Please return every line from the entries that has the string "face" in it.

Top of SUPPLIED MATERIAL

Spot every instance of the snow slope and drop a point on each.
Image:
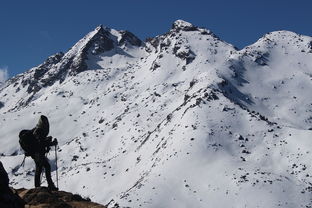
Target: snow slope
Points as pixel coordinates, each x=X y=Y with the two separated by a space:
x=180 y=120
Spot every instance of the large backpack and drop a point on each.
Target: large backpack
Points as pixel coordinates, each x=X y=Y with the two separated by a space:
x=28 y=142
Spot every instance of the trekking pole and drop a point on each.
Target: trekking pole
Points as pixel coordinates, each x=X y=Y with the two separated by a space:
x=56 y=165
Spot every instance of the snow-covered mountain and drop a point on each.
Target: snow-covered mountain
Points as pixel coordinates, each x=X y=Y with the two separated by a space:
x=180 y=120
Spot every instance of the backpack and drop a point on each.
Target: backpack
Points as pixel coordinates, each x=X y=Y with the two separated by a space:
x=28 y=142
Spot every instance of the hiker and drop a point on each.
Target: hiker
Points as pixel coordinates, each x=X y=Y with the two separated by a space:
x=8 y=199
x=37 y=149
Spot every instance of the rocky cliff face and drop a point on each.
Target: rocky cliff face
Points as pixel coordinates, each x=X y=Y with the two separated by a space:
x=182 y=119
x=42 y=197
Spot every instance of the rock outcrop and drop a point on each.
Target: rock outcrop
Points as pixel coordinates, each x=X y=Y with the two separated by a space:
x=43 y=198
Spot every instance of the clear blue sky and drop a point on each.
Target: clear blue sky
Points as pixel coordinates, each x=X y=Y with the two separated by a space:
x=32 y=30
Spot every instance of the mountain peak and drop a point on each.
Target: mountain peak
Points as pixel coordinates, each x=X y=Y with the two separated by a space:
x=182 y=25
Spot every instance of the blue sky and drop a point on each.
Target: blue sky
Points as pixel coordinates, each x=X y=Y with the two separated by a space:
x=32 y=30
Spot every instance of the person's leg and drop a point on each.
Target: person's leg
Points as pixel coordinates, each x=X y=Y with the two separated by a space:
x=38 y=172
x=47 y=168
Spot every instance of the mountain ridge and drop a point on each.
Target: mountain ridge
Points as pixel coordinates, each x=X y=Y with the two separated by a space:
x=182 y=119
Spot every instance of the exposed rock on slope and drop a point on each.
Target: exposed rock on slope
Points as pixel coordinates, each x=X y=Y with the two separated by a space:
x=43 y=198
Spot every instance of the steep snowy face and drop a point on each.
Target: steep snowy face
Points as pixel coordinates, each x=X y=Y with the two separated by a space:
x=181 y=120
x=25 y=88
x=274 y=76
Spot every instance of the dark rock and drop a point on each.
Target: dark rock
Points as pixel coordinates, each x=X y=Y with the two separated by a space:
x=8 y=198
x=128 y=37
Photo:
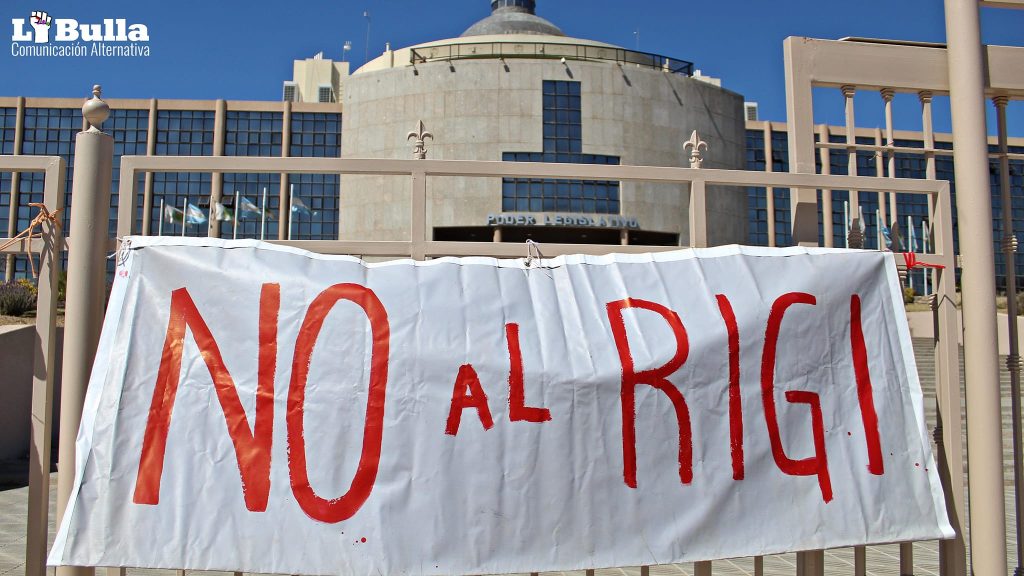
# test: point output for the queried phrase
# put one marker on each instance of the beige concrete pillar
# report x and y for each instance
(799, 106)
(826, 218)
(974, 209)
(86, 288)
(217, 180)
(769, 191)
(285, 192)
(151, 150)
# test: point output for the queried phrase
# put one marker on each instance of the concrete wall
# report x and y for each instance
(479, 109)
(16, 353)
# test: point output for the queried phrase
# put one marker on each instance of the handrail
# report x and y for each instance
(554, 50)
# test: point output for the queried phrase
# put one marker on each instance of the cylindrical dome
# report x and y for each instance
(513, 16)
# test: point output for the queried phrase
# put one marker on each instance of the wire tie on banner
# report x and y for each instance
(29, 234)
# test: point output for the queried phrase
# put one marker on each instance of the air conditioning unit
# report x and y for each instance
(325, 93)
(291, 92)
(751, 111)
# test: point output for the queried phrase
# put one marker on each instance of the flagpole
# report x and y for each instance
(262, 217)
(846, 223)
(291, 194)
(878, 231)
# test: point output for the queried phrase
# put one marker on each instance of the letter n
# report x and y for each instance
(252, 445)
(468, 381)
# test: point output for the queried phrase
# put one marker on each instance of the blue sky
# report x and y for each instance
(243, 50)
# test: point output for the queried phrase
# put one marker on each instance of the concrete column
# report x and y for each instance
(880, 169)
(15, 184)
(854, 239)
(151, 150)
(769, 192)
(887, 96)
(1013, 360)
(284, 193)
(826, 216)
(217, 181)
(974, 209)
(86, 287)
(799, 107)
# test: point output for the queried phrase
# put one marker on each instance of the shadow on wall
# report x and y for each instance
(16, 353)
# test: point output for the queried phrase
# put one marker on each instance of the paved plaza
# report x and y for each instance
(882, 561)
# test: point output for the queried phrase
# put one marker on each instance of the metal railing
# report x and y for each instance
(420, 246)
(554, 50)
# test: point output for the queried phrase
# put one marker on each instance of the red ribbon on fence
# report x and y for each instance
(29, 234)
(911, 261)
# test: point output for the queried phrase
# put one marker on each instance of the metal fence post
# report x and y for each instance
(86, 287)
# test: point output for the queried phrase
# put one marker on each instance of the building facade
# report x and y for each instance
(767, 150)
(48, 126)
(514, 87)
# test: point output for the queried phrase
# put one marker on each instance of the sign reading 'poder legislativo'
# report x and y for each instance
(263, 409)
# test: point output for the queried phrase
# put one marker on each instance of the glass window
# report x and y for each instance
(562, 142)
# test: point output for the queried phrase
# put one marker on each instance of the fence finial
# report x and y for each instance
(420, 147)
(95, 110)
(695, 146)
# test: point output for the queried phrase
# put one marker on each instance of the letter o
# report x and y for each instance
(347, 504)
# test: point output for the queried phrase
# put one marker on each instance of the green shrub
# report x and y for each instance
(908, 295)
(15, 299)
(62, 287)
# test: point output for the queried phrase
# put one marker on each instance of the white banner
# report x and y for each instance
(265, 409)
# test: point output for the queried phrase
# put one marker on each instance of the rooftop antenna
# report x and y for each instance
(366, 14)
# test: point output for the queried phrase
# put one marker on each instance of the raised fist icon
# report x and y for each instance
(41, 26)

Bottom of SUPPLIED MATERIAL

** YOUR SOLUTION **
Spot every instance of the rocky cliff face and drop a point on each.
Target: rocky cliff face
Spot every instance of the steep snowy face and drop a point on each.
Target: steep snowy face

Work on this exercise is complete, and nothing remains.